GIVEN PASSAGE:
- - -

Show Posts

301

Site Feedback and Questions / Re: Login Broken

« on: August 07, 2018, 06:54:09 pm »

I opened the debugger and figured out why x__x. I wasn't being redirected to https://www.omnimaga.org/index.php, so login wasn't secure and so the data wasn't sent. However, by clicking a link to any section of the site (including the banner to redirect me to the homepage), it would direct me to the HTTPS site.

302

Site Feedback and Questions / Login Broken

« on: August 06, 2018, 04:31:38 pm »

I've noticed that when I try to sign in to Omni via the home page ( https://www.omnimaga.org/index.php ), it just hangs with a "Loading..." status bar at the top and never actually logs in. However, when I navigate to any other page and try to log in at the top, it works fine.
It has happened to me a few times in the past, but I so rarely need to log in that I attributed it to my internet connection.

303

TI Z80 / Re: Shunting-Yard Algorithm

« on: August 02, 2018, 09:46:38 pm »

Update today!
I have successfully run the following code:

Code: [Select]

uint16 varA = 0
Disp "print(uint8(99)+uint32(1))"
Disp uint8(99)+uint32(1)
Pause
Disp "Hello World!"
Lbl loop
varA+uint8(1) -> varA
Disp varA
Pause
GotoIf(varA!=uint16(3),loop)

- - -

(Pointing entries for labeled objects)
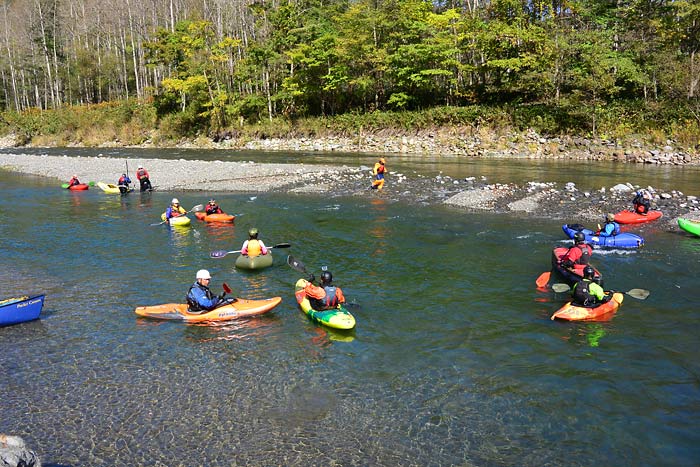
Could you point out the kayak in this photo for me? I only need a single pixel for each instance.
(20, 309)
(240, 308)
(631, 217)
(621, 240)
(214, 217)
(337, 318)
(689, 226)
(180, 221)
(254, 262)
(574, 275)
(110, 188)
(571, 312)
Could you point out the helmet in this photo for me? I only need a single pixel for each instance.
(326, 277)
(203, 274)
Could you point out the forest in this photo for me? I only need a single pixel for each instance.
(204, 66)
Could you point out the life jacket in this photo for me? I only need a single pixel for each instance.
(582, 295)
(328, 302)
(254, 248)
(192, 304)
(616, 229)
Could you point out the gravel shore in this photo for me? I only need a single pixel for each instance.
(547, 200)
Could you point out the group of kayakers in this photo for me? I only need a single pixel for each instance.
(586, 292)
(124, 181)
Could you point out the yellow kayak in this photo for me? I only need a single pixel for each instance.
(240, 308)
(180, 221)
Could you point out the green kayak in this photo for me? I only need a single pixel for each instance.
(689, 226)
(254, 262)
(338, 318)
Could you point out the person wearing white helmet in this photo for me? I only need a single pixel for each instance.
(200, 298)
(144, 179)
(174, 210)
(378, 172)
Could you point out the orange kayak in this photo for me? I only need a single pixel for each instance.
(631, 217)
(602, 312)
(214, 217)
(240, 308)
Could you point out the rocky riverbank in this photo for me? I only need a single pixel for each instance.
(567, 202)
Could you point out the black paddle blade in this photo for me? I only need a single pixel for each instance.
(296, 264)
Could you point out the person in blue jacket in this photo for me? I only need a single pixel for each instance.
(610, 228)
(200, 298)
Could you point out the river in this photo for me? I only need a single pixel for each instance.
(454, 360)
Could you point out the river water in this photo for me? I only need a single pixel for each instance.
(454, 360)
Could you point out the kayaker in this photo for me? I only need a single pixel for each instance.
(175, 210)
(73, 181)
(326, 296)
(144, 179)
(200, 298)
(378, 172)
(213, 208)
(123, 183)
(586, 292)
(253, 246)
(610, 228)
(580, 253)
(642, 201)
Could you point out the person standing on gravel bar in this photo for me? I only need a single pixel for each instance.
(143, 178)
(378, 173)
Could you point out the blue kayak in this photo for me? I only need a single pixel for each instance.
(20, 309)
(621, 240)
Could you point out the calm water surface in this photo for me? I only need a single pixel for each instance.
(454, 360)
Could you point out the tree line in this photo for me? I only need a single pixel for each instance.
(212, 64)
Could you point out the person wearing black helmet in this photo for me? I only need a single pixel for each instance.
(610, 228)
(580, 253)
(325, 296)
(586, 292)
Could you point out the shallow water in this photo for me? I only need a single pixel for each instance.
(454, 360)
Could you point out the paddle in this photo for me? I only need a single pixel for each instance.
(196, 208)
(299, 267)
(639, 294)
(222, 253)
(543, 279)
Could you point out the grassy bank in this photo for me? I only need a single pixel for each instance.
(131, 123)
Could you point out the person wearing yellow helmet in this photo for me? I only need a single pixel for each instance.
(253, 247)
(378, 173)
(175, 210)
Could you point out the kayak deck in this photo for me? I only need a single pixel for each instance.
(337, 318)
(240, 308)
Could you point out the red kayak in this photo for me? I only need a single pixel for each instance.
(214, 217)
(602, 312)
(631, 217)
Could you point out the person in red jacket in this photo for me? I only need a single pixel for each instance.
(144, 179)
(213, 208)
(325, 297)
(580, 253)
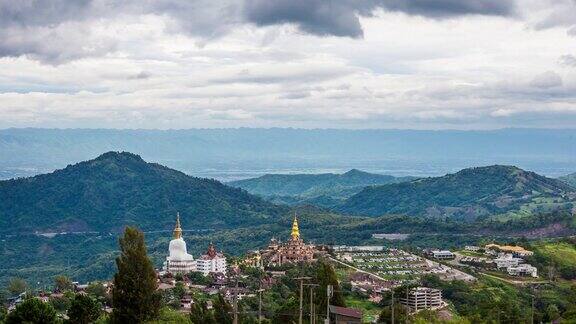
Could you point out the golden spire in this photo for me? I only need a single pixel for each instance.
(295, 230)
(177, 229)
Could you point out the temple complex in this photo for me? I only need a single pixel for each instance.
(292, 251)
(178, 260)
(212, 261)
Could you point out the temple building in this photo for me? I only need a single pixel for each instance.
(292, 251)
(211, 262)
(178, 260)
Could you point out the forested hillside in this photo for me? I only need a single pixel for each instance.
(118, 189)
(569, 179)
(468, 194)
(321, 189)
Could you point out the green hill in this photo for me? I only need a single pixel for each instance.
(468, 194)
(118, 189)
(326, 188)
(569, 179)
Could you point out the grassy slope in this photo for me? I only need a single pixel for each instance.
(468, 194)
(119, 189)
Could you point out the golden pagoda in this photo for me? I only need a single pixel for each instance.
(177, 229)
(293, 250)
(295, 231)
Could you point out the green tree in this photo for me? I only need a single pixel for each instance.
(222, 310)
(63, 283)
(97, 289)
(60, 304)
(84, 310)
(32, 310)
(134, 296)
(3, 313)
(179, 290)
(200, 314)
(17, 286)
(400, 314)
(327, 276)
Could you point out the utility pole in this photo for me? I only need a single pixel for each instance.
(235, 321)
(312, 306)
(301, 296)
(260, 305)
(328, 295)
(532, 313)
(392, 305)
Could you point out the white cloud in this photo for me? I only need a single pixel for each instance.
(148, 67)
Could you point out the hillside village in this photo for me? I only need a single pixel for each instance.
(369, 281)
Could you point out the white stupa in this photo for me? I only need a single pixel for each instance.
(179, 261)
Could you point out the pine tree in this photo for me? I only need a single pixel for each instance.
(84, 310)
(134, 296)
(327, 276)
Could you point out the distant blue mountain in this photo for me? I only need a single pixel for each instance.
(326, 189)
(242, 153)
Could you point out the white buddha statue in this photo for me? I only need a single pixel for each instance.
(179, 261)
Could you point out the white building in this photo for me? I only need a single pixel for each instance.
(443, 255)
(523, 270)
(506, 260)
(212, 261)
(420, 298)
(179, 261)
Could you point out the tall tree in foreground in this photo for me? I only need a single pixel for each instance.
(326, 276)
(84, 310)
(134, 296)
(32, 310)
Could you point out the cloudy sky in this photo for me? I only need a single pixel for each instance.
(426, 64)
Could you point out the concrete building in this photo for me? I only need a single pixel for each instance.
(211, 262)
(506, 260)
(178, 260)
(443, 255)
(292, 251)
(514, 250)
(420, 298)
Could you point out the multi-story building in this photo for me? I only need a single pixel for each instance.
(292, 251)
(178, 260)
(443, 255)
(506, 260)
(211, 262)
(420, 298)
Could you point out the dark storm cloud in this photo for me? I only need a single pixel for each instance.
(341, 17)
(57, 31)
(42, 12)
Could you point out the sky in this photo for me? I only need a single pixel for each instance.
(420, 64)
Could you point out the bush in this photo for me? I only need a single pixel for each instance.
(32, 310)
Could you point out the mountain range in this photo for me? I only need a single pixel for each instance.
(481, 192)
(324, 189)
(231, 154)
(118, 189)
(570, 179)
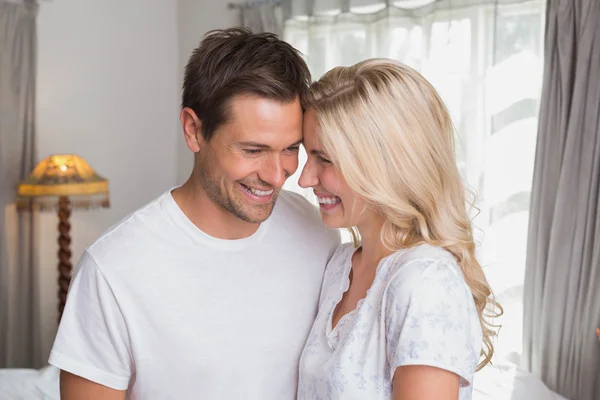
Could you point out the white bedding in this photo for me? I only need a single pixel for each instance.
(29, 384)
(507, 382)
(504, 382)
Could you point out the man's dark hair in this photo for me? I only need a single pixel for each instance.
(235, 61)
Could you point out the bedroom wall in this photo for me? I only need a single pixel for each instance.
(196, 17)
(108, 91)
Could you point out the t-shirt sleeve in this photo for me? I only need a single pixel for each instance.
(431, 320)
(92, 339)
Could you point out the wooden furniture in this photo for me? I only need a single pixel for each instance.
(64, 182)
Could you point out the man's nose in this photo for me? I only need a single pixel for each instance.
(308, 177)
(274, 171)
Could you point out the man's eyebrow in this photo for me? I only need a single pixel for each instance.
(265, 146)
(254, 144)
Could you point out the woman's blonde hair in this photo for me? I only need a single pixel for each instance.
(390, 135)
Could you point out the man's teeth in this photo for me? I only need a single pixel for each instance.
(329, 200)
(259, 192)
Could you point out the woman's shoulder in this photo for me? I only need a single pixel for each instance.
(423, 270)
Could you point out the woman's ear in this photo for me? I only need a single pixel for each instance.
(192, 129)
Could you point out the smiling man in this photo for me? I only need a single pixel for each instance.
(210, 290)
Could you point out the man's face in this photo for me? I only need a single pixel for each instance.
(247, 160)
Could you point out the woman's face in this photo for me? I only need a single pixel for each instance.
(340, 206)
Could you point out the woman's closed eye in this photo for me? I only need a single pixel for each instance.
(323, 160)
(252, 152)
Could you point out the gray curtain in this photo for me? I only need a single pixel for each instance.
(562, 282)
(19, 316)
(264, 16)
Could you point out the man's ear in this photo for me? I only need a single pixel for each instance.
(192, 129)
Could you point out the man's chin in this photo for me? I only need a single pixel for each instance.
(257, 214)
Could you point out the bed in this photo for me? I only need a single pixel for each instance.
(499, 382)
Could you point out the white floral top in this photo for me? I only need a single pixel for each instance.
(418, 311)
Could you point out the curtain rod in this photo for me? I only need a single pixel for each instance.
(251, 4)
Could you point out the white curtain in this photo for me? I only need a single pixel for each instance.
(485, 58)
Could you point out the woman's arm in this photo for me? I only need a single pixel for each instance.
(73, 387)
(422, 382)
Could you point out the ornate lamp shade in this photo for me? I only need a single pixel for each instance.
(63, 181)
(64, 175)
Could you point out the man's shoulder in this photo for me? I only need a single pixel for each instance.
(131, 232)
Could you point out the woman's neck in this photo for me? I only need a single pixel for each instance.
(372, 248)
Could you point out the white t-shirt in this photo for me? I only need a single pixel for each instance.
(166, 311)
(418, 311)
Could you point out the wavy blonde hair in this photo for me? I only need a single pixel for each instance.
(388, 132)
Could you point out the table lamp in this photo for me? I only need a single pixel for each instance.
(63, 182)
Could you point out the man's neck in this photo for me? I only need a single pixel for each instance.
(208, 216)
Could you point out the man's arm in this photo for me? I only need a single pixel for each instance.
(73, 387)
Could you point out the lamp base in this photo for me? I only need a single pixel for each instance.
(64, 252)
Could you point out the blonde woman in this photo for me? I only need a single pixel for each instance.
(401, 315)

- - -

REQUIREMENTS:
- A) In the forum thread, what appears at the top of the page when a login attempt from the home page hangs?
- B) Translate this sentence from the forum thread into Spanish: "It has happened to me a few times in the past, but I so rarely need to log in that I attributed it to my internet connection."

SOLVED TASKS:
- A) A "Loading..." status bar.

- B) Me ha pasado algunas veces en el pasado, pero necesito iniciar sesión tan pocas veces que lo atribuí a mi conexión a internet.